EXCERPT PROVIDED:
# advise on which island to live :-)



## Blondieashton (Apr 8, 2012)

Hi everyone,

My husband and i are desperate for a new life abroad. So far we have been researching cyprus but now we have decided to look at other areas. The other choicess could be the canaries or Mallorca.

We have a cleaning business in the uk and will hopefully keep this running so we can take a small wage from it, but we would need to either set up a new business where we decide to live or by a business.

Do you think to buy an exsisting business is the best way to go ?
What are the living costs like on the islands, we would have to rent somewhere.

Any information and what other peoples experiences are would be amazing:clap2:


----------



## Sirtravelot (Jul 20, 2011)

I personally am also interested in Mallorca and have done some research on it.

As far as business go, I can't help you much, sorry. You'd have to pay an autonomo fee, which costs over 250 euros a month, even if you have no turnover (Welcome to Spain!!).

But in general, Mallorca is more expensive than the mainland. I'd check out the website Numbeo and compare Mallorca with the city you are living in.

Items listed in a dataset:
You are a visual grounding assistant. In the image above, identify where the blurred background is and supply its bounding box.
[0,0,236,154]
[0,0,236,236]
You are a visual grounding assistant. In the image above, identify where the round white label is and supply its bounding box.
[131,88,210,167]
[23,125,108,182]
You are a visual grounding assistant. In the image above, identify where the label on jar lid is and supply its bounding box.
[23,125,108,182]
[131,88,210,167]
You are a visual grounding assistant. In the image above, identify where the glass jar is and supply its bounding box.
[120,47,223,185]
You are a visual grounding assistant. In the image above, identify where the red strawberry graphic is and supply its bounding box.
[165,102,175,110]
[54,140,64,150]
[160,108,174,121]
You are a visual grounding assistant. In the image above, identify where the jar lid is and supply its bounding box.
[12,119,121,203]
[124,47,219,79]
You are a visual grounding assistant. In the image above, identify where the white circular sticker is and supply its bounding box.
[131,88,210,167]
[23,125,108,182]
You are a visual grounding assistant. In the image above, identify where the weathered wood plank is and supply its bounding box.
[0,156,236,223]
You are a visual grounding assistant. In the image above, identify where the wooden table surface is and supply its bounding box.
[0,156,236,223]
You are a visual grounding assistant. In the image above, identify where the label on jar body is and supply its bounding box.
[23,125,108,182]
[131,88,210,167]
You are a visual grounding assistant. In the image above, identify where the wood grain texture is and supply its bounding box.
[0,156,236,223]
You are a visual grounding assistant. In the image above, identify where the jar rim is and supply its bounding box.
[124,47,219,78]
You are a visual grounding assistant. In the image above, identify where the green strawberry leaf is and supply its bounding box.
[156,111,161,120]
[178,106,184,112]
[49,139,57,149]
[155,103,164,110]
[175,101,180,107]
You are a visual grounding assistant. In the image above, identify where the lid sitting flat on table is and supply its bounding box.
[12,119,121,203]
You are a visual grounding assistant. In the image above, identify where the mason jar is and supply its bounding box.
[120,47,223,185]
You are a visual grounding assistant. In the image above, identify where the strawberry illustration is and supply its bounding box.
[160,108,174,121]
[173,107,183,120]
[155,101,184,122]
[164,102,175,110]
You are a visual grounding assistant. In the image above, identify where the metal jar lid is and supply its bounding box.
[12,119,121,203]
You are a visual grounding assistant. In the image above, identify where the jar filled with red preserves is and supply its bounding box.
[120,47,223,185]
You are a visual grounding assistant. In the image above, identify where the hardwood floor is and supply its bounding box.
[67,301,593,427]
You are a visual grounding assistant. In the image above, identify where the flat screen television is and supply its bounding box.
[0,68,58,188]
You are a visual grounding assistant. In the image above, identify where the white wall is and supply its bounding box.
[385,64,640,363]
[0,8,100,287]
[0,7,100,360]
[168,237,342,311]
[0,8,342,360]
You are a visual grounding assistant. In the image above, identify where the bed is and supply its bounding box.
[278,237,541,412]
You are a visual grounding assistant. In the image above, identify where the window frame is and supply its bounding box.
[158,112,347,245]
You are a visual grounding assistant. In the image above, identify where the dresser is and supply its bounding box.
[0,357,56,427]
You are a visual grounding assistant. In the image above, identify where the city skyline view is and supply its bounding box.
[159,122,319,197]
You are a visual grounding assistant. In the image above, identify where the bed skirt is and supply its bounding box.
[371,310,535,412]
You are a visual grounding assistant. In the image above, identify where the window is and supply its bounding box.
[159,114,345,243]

TO BE DONE:
Answer these questions about the thread:
1. Which place had the couple been researching before deciding to look at other areas?
2. What kind of business does the first poster run in the UK?
3. According to the reply, how much does the autonomo fee cost?

CORRECT ANSWER:
1. Cyprus
2. A cleaning business
3. Over 250 euros a month, even with no turnover